_PASSAGE FOR REVIEW_
================================
Oh, I don’t know, how about reducing the search space/accelerating the search speed for potential room temperature superconductors? Or how about the same for viable battery chemistries?
Yeah, but it’s not an even sharing of resources. LLMs are consuming a vast amount of human attention (no pun intended) at the expense of technological pursuits that will more certainly generate value. As far as can be told LLMs are reaching a plateau in terms of real world value, batteries and superconductors have calculably more potential.
Ok, done. I can report to you that it helped me cut down my personal search space. Imagine what such a tool could do in the hands of a subject matter expert with rudimentary critical thinking ability and the faintest hint of a grasp of using the scientific method to verify claims, wow..
You're making a fundamental error in your reasoning. An LLM's training corpus being fixed doesn't limit the system's total information processing capability when used as a tool by a human researcher. While the LLM itself can't generate truly novel information (per the data processing inequality), a human researcher using it as a dynamic search and analysis tool can absolutely generate new insights and discoveries through their interaction with it. The human-LLM system is open, not closed.
This is analogous to how a calculator cannot output any number that isn't computationally derivable from its programming, yet humans using calculators have discovered new mathematical proofs. The tool augments human capability without being AGI.
Your argument is essentially claiming that because a microscope can't generate new cellular structures, it can't help biologists make new discoveries.
You have a fundamental misunderstanding of how LLMs work, which is why you think they are magical.
Of course if you play the LLM Pachinko machine you can get all sorts of novel output from it, but it’s only useful for certain tasks. It’s great for translation, summarizing (also a kind of translation), and to some degree it can recall from its training corpus an interesting fact. And yes, it can synthesize novel content such as poetry, or adapt an oft-used coding pattern in a flavor specified by a prompt.
What it can’t do is come up with a new idea. At least not in a way better than rolling a dice. It may come up with an idea that you, dear reader, may not have encountered, which makes it great for education.
I don’t have anything more to say, but you’re welcome to continue this discussion with an agent of your choice.
================================
_REQUIRED WORK_
Retype the discussion of LLMs above, beginning at the words "Ok, done. I" and stopping after "open, not closed.".

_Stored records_
================================
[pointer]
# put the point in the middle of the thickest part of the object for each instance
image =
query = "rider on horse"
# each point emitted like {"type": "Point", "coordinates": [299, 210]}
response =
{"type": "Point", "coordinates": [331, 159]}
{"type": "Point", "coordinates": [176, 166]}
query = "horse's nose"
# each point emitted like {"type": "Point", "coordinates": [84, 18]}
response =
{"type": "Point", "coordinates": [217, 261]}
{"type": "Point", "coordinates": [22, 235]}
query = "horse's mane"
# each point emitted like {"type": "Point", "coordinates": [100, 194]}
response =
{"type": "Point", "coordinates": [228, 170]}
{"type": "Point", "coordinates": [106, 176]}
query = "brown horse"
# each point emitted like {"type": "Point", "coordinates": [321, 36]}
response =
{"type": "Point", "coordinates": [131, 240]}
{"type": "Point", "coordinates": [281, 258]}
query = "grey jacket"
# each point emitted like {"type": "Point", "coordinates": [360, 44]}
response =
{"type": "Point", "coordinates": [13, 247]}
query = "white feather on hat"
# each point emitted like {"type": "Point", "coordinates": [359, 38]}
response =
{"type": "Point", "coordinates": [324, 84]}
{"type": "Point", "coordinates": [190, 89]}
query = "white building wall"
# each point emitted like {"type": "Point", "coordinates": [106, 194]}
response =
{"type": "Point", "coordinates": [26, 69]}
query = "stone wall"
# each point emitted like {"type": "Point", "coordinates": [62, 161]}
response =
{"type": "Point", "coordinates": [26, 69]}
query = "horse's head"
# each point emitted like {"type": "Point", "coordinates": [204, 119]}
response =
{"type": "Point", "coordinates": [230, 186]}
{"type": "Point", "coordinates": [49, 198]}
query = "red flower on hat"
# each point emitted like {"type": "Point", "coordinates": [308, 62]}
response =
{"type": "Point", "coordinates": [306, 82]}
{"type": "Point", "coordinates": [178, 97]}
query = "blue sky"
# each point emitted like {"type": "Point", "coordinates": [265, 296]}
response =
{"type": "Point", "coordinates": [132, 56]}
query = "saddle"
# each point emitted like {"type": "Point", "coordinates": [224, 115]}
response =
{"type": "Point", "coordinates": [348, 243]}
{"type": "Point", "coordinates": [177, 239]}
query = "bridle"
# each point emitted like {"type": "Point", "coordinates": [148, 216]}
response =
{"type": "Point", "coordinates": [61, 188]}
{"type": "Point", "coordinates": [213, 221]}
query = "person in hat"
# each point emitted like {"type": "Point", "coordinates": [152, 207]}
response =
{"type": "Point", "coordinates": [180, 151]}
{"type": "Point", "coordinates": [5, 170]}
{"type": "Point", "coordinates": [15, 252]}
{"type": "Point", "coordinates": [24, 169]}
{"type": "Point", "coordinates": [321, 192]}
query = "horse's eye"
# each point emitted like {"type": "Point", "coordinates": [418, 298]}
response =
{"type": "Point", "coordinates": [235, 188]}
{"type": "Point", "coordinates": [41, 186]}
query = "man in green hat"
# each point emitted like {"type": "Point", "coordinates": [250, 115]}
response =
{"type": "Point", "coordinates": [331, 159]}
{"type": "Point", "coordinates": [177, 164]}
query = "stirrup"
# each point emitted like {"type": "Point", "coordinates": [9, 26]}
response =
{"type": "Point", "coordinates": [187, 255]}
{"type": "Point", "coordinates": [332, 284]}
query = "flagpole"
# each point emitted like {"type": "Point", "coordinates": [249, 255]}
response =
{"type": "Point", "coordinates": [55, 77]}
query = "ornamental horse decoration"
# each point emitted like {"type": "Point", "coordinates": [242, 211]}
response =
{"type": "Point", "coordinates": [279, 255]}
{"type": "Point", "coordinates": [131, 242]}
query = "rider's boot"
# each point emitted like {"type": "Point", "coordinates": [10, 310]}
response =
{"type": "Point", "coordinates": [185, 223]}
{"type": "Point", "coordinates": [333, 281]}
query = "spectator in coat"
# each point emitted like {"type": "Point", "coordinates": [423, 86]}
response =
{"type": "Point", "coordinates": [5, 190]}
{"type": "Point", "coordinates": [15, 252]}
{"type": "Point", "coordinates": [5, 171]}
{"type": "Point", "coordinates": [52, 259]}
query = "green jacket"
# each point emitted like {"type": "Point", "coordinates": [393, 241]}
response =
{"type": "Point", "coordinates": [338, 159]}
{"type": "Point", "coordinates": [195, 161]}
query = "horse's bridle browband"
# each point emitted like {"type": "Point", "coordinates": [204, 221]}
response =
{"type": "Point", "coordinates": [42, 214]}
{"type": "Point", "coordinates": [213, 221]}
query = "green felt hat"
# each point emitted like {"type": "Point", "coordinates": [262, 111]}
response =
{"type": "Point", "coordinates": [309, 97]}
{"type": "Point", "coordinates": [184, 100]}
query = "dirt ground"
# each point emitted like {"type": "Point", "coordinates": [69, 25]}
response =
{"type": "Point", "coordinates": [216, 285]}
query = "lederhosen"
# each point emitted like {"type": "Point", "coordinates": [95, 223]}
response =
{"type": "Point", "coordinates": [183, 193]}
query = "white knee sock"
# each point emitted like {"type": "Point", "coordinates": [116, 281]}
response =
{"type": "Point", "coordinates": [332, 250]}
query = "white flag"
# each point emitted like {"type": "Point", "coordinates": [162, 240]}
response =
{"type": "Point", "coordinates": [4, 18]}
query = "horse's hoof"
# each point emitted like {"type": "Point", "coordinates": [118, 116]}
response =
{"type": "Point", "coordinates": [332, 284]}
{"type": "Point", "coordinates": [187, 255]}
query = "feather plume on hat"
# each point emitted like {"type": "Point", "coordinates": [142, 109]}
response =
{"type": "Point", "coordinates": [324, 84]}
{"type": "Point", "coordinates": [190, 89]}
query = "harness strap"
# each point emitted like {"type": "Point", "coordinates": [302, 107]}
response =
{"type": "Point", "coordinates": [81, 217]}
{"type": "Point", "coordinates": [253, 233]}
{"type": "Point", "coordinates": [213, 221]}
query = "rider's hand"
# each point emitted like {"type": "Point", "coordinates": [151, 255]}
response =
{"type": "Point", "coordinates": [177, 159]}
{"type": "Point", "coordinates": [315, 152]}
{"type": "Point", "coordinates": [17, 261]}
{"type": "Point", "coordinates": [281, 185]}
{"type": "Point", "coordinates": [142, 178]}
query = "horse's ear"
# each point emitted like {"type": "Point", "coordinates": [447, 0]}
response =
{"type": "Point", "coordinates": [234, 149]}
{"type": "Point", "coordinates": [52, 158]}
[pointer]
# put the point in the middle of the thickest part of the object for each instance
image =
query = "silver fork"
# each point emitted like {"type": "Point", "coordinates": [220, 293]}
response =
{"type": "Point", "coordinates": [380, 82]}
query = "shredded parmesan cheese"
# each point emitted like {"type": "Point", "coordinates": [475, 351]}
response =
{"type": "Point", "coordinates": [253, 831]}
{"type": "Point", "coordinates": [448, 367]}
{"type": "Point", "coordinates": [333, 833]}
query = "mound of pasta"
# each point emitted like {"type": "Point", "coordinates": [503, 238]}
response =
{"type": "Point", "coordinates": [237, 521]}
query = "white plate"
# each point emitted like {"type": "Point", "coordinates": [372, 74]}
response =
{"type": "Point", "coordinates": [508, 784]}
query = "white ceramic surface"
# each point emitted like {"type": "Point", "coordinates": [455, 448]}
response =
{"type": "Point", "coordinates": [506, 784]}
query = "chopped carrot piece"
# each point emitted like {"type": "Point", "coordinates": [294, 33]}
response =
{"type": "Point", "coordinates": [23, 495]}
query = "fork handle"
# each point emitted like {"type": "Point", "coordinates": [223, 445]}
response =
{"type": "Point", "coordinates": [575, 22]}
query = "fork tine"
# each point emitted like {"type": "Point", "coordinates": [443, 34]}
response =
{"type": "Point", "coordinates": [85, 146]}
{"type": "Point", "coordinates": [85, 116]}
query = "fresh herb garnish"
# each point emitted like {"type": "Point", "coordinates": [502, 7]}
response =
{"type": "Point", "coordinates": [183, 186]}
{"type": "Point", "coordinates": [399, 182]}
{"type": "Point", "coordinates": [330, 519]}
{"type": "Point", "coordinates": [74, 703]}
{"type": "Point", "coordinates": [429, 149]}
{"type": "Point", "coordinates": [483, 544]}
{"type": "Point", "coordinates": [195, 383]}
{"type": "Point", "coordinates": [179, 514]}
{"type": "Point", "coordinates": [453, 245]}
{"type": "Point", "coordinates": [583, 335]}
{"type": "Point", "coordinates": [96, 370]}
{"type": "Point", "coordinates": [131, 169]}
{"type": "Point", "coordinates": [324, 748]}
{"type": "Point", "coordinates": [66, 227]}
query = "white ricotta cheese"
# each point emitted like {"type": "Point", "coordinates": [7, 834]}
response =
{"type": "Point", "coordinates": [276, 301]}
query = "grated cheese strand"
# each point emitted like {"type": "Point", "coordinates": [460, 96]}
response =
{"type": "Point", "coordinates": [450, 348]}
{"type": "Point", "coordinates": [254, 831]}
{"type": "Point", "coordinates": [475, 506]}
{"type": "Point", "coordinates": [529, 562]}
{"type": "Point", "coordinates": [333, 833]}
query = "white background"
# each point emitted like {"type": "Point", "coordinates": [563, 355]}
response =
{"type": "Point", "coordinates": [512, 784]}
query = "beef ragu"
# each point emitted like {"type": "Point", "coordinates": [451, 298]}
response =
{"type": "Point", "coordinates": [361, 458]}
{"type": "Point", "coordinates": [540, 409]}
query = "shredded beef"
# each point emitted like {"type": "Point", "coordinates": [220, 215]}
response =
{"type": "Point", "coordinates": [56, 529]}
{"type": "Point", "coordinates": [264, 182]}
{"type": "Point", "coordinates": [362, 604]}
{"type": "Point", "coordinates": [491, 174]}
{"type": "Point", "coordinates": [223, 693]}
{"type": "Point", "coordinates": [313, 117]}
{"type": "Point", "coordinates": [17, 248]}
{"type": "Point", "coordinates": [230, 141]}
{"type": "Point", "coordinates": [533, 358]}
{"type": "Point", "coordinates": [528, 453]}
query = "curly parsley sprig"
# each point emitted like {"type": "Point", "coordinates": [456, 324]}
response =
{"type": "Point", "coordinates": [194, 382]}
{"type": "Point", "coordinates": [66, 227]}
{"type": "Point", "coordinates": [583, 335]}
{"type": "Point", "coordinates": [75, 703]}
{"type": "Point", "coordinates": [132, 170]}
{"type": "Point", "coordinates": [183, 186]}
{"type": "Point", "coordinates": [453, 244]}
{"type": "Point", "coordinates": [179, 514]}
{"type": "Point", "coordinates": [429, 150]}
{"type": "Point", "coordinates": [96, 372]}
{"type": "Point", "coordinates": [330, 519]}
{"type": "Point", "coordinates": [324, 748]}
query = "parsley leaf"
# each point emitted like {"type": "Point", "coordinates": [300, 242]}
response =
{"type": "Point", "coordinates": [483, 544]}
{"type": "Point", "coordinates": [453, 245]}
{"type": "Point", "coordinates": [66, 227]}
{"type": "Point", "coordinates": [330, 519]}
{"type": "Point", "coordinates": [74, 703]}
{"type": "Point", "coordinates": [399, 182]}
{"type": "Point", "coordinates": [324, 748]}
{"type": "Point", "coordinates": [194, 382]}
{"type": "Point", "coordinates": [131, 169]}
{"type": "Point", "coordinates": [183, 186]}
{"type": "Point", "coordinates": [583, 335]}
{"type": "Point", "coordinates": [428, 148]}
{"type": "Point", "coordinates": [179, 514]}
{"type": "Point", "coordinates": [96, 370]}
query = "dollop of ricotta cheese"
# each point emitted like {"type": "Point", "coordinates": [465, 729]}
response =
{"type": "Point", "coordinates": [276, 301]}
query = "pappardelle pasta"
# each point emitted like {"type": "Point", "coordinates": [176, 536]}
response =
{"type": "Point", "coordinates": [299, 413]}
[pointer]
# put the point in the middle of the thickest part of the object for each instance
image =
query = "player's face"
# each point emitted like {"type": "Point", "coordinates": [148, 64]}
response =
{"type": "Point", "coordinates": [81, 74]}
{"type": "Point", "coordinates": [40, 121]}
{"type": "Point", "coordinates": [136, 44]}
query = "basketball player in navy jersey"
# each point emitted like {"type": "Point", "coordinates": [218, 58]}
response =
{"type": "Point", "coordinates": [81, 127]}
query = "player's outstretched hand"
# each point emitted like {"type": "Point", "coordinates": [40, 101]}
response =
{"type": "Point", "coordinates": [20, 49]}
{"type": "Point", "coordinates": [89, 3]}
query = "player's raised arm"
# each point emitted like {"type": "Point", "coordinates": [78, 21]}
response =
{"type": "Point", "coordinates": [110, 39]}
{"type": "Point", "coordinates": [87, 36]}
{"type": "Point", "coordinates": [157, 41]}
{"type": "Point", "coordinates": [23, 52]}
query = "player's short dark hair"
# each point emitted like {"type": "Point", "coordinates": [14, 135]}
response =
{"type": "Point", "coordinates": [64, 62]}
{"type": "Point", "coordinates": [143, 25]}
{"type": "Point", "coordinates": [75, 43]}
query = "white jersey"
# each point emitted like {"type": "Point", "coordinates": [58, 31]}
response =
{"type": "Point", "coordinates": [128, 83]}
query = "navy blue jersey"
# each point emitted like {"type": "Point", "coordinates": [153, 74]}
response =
================================
_ANSWER SPACE_
Ok, done. I can report to you that it helped me cut down my personal search space. Imagine what such a tool could do in the hands of a subject matter expert with rudimentary critical thinking ability and the faintest hint of a grasp of using the scientific method to verify claims, wow..
You're making a fundamental error in your reasoning. An LLM's training corpus being fixed doesn't limit the system's total information processing capability when used as a tool by a human researcher. While the LLM itself can't generate truly novel information (per the data processing inequality), a human researcher using it as a dynamic search and analysis tool can absolutely generate new insights and discoveries through their interaction with it. The human-LLM system is open, not closed.